▸ **Stored records**:
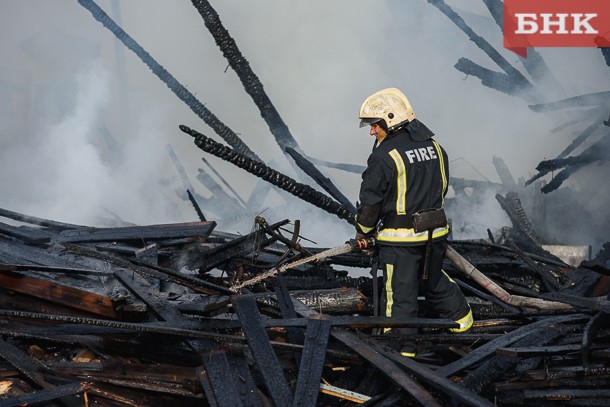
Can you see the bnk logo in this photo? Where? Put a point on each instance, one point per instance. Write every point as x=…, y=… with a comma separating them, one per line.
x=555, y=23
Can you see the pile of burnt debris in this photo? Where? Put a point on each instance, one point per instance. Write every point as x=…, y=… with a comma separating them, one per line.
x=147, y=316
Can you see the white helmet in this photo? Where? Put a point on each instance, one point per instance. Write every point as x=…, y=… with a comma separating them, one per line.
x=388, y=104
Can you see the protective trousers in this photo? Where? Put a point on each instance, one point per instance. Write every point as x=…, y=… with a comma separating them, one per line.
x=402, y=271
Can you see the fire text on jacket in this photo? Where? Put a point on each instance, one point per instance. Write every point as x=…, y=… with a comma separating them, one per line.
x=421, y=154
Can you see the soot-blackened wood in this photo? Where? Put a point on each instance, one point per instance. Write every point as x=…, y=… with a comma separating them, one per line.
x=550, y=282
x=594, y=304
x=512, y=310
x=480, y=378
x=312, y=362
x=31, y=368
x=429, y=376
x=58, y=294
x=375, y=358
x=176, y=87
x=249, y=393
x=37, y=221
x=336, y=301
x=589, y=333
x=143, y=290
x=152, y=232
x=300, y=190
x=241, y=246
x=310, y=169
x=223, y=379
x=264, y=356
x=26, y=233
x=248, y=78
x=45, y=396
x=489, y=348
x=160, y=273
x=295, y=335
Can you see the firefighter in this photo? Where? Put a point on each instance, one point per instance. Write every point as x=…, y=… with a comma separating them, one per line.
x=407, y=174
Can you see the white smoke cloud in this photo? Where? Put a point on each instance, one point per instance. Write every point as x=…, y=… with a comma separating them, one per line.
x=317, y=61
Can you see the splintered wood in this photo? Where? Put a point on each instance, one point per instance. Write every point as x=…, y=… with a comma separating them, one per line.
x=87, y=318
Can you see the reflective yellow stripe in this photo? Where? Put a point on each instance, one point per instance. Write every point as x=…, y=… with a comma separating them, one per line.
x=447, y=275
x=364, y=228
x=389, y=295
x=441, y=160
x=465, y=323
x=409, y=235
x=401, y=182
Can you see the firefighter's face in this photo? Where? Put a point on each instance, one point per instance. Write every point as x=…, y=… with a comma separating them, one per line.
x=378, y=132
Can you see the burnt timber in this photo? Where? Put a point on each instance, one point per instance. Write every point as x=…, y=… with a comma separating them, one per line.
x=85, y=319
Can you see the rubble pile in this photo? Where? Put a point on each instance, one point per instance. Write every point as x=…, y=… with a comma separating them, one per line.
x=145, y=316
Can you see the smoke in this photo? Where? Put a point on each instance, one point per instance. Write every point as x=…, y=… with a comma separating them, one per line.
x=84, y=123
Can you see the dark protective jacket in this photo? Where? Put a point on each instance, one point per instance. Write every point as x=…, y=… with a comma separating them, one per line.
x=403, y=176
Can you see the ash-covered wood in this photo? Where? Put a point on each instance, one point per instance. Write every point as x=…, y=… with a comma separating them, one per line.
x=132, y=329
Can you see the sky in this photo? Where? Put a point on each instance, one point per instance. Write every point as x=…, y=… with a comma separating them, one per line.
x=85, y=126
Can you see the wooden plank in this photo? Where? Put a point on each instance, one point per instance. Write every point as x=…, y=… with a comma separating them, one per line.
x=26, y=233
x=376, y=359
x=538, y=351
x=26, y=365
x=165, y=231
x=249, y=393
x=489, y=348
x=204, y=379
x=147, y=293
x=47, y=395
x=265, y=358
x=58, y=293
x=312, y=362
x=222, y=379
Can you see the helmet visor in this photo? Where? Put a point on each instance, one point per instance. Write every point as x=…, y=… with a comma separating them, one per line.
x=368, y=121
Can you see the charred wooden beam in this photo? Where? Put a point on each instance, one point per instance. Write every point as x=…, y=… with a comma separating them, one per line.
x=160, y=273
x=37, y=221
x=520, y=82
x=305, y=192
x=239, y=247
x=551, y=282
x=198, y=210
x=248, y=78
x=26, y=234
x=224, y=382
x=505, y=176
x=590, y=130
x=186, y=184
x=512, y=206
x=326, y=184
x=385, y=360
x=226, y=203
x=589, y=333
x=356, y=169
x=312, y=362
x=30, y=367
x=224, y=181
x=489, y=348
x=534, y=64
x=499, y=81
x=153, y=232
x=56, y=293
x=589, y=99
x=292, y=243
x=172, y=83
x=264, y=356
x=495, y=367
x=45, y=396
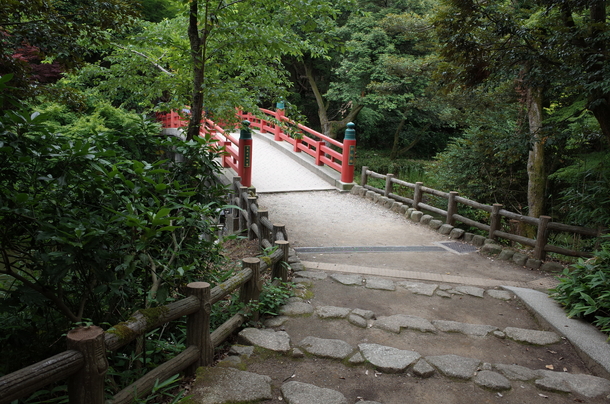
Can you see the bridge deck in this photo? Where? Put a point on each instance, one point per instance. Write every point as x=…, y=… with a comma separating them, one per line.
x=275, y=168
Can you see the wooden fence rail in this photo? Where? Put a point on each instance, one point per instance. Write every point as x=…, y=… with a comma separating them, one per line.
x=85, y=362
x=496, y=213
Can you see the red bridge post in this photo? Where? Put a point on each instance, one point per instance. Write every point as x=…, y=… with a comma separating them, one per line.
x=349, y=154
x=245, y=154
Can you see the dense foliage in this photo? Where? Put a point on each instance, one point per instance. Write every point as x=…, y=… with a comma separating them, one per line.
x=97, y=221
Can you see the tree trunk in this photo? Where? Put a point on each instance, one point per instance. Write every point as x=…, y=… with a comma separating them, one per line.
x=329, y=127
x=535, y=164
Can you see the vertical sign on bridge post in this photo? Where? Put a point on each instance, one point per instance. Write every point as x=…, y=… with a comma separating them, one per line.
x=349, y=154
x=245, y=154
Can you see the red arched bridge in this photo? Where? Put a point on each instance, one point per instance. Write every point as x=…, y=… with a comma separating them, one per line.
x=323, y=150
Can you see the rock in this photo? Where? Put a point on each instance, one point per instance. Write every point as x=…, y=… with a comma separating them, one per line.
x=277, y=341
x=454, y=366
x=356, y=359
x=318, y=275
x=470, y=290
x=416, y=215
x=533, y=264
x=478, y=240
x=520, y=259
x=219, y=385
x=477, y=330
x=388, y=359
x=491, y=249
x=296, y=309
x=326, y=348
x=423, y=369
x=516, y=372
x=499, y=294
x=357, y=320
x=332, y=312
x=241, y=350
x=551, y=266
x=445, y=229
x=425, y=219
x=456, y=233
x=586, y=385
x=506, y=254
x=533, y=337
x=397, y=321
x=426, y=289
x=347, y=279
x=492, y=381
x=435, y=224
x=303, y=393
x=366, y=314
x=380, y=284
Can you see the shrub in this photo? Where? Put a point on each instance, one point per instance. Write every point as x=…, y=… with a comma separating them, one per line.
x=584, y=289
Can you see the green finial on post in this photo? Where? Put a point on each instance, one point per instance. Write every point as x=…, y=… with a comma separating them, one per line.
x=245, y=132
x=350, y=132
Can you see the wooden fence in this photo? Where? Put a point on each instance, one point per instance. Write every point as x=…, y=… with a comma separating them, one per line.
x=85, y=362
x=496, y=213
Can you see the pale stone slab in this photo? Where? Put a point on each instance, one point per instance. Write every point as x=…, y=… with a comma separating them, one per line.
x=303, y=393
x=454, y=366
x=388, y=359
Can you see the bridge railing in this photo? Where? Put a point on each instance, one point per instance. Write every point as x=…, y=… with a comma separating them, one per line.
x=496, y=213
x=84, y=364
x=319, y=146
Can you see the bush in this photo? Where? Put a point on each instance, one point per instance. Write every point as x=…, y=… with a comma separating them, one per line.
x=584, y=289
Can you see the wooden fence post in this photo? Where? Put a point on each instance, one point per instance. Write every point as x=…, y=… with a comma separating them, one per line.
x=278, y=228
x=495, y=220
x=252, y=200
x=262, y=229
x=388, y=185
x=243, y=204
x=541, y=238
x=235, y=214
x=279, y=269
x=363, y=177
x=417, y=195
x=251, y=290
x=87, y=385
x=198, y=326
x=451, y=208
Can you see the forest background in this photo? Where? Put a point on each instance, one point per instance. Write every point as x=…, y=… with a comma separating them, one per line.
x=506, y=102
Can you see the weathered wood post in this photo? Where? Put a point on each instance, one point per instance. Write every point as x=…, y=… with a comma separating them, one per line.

▸ **Task details**:
Output the lines of the records, from the line containing "Can you see the fire text" through the line containing "x=401, y=182", as a Markdown table with columns n and Line, numbering each row and omitting blank lines.

▸ **The solution**:
| n | Line |
|---|---|
| 1 | Can you see the fire text on jacket in this photo? Where? Put a point on each instance, one point per instance. Write every point as x=…, y=… with a comma separating them, one per line. |
| 2 | x=421, y=154 |
| 3 | Can you see the soot-blackened wood in this photo? Where? Put a point on each instance, one point per instance. Write every point as x=…, y=… with a comma separating them, one per line. |
| 4 | x=550, y=282 |
| 5 | x=594, y=304 |
| 6 | x=512, y=310 |
| 7 | x=480, y=378 |
| 8 | x=312, y=362 |
| 9 | x=31, y=368 |
| 10 | x=429, y=376 |
| 11 | x=58, y=294 |
| 12 | x=375, y=358 |
| 13 | x=176, y=87 |
| 14 | x=249, y=393 |
| 15 | x=37, y=221 |
| 16 | x=336, y=301 |
| 17 | x=589, y=333 |
| 18 | x=143, y=290 |
| 19 | x=152, y=232 |
| 20 | x=300, y=190 |
| 21 | x=241, y=246 |
| 22 | x=310, y=169 |
| 23 | x=223, y=379 |
| 24 | x=264, y=356 |
| 25 | x=26, y=233 |
| 26 | x=248, y=78 |
| 27 | x=45, y=396 |
| 28 | x=489, y=348 |
| 29 | x=160, y=273 |
| 30 | x=295, y=335 |
| 31 | Can you see the firefighter in this photo? Where? Put a point on each instance, one point per instance. Write every point as x=…, y=… with a comma separating them, one per line. |
| 32 | x=407, y=174 |
| 33 | Can you see the white smoke cloud in this photo? Where? Put a point on each instance, one point per instance. Write every point as x=…, y=… with a comma separating them, one per line. |
| 34 | x=317, y=61 |
| 35 | Can you see the splintered wood in this photo? Where? Put a point on each instance, one point per instance. Write every point as x=…, y=… with a comma separating them, one per line. |
| 36 | x=87, y=318 |
| 37 | Can you see the reflective yellow stripe in this photo? Where? Put a point on each instance, one point per instance. Write every point as x=…, y=… with a comma separating them, one per line. |
| 38 | x=447, y=275 |
| 39 | x=364, y=228 |
| 40 | x=389, y=295 |
| 41 | x=441, y=160 |
| 42 | x=465, y=323 |
| 43 | x=409, y=235 |
| 44 | x=401, y=182 |